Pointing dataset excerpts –
+ + + + + + +
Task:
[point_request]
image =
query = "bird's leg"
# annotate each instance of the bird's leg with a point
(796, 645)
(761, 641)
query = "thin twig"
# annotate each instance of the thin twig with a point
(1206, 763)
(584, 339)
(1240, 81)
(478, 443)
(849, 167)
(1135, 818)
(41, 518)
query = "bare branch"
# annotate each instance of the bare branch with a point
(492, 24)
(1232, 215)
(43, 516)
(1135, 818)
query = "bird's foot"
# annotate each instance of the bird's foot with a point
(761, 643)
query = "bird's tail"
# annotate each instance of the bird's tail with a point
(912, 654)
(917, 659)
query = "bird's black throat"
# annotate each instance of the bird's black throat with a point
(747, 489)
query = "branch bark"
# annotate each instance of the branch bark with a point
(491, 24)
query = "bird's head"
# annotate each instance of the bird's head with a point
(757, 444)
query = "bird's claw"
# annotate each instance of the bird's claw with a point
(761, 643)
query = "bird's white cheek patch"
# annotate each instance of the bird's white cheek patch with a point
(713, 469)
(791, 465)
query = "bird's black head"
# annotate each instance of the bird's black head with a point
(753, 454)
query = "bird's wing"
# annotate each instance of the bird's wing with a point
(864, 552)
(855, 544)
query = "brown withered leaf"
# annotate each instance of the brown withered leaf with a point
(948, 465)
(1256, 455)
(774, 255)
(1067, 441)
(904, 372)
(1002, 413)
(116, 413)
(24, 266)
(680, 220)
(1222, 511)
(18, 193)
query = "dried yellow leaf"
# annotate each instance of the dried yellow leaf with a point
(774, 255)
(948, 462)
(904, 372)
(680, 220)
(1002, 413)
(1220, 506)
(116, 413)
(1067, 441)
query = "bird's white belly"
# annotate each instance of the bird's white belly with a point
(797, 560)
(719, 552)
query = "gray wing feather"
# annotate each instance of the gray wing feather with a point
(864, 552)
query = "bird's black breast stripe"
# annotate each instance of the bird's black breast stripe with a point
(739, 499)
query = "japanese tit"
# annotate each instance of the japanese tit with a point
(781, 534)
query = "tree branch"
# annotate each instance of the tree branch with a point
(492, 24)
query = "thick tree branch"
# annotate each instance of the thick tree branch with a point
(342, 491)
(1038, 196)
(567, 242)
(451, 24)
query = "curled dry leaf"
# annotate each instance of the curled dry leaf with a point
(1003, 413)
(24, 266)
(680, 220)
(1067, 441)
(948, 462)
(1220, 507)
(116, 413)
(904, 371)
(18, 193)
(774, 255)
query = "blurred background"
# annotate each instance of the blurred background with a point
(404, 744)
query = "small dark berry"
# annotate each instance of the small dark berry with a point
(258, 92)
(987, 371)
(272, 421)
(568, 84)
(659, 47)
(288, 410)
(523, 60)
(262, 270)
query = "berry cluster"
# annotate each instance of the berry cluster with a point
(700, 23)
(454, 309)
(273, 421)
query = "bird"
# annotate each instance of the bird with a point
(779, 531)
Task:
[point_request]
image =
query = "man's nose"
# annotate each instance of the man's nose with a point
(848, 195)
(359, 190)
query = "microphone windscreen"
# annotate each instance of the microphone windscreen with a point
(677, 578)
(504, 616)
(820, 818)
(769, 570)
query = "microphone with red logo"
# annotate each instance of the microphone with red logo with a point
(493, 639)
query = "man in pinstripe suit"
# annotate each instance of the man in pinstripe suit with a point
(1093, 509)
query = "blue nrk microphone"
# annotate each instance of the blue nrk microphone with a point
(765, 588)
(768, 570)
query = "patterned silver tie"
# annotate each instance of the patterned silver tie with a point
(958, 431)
+ + + + + + +
Copy out the full listing exactly.

Full answer –
Task:
[point_request]
image =
query = "bird's leg"
# annotate each instance of the bird's leg with a point
(796, 645)
(761, 641)
query = "thin twig"
# annotate each instance of the thin twig with a point
(1206, 763)
(584, 339)
(1240, 81)
(478, 443)
(849, 167)
(1135, 818)
(41, 518)
query = "bare branch"
# annotate each instance of the bare branch with a point
(492, 24)
(1232, 215)
(43, 516)
(1135, 818)
query = "bird's foot"
# annotate each instance of the bird's foot with a point
(761, 643)
query = "bird's tail"
# annotate each instance of the bird's tail with a point
(912, 654)
(917, 659)
query = "bird's black throat"
# annotate each instance of the bird's black throat with a point
(747, 489)
query = "branch bark"
# annotate each instance of the branch bark with a point
(491, 24)
query = "bird's head"
# annotate each instance of the bird's head with a point
(757, 444)
query = "bird's claw"
# annotate each instance of the bird's claw with a point
(761, 643)
query = "bird's white cheek patch"
# annotate each instance of the bird's white cheek patch with a point
(713, 469)
(791, 465)
query = "bird's black head"
# annotate each instance of the bird's black head with a point
(753, 454)
query = "bird's wing"
# annotate each instance of the bird's wing with a point
(864, 552)
(855, 544)
query = "brown withered leaf"
# annotate each instance of the brown withered leaf with a point
(948, 465)
(1256, 455)
(774, 255)
(1067, 441)
(904, 372)
(1002, 413)
(116, 413)
(24, 266)
(680, 220)
(1222, 511)
(18, 193)
query = "dried yellow leaf"
# annotate each instance of the dried yellow leaf with a point
(774, 255)
(948, 462)
(904, 372)
(680, 220)
(1002, 413)
(1220, 506)
(116, 413)
(1067, 441)
query = "bird's white belly"
# annotate each instance of the bird's white belly with a point
(797, 560)
(719, 552)
query = "gray wing feather"
# annotate each instance of the gray wing feather with a point
(864, 552)
query = "bird's black breast stripe"
# annotate each instance of the bird's black breast stripe with a point
(739, 499)
query = "japanese tit"
# annotate each instance of the japanese tit with a point
(781, 534)
query = "tree branch"
# annotate each instance of the tree branch with a point
(492, 24)
query = "thick tree branch"
# annotate each instance of the thick tree branch with a point
(342, 491)
(1038, 196)
(567, 242)
(451, 24)
query = "curled dry leaf"
# annotate each instance of the curled dry leaf with a point
(1003, 413)
(24, 266)
(680, 220)
(1067, 441)
(948, 462)
(1220, 507)
(116, 413)
(904, 371)
(18, 193)
(774, 255)
query = "blurred background"
# annotate each instance of the blurred background with a point
(404, 744)
query = "small dark berry"
# annotate each instance of the small dark berry with a point
(258, 92)
(987, 371)
(272, 421)
(568, 84)
(659, 47)
(288, 410)
(523, 60)
(262, 270)
query = "berry cluster"
# annotate each instance of the berry cluster with a point
(700, 23)
(454, 309)
(273, 421)
query = "bird"
# annotate each instance of the bird with a point
(779, 531)
Task:
[point_request]
image =
query = "man's nose"
# annotate each instance of the man's nose with a point
(848, 195)
(359, 190)
query = "microphone windscreen"
# annotate each instance of the microphone windscreen with a point
(677, 578)
(504, 616)
(820, 818)
(769, 570)
query = "microphone with red logo"
# annotate each instance of the microphone with red logo with a point
(493, 639)
query = "man in pinstripe suit"
# annotate each instance of the man in pinstripe suit with a point
(1093, 509)
query = "blue nrk microphone"
# annotate each instance of the blue nrk microphone with a point
(765, 588)
(768, 570)
query = "patterned silver tie"
# annotate each instance of the patterned silver tie with a point
(958, 431)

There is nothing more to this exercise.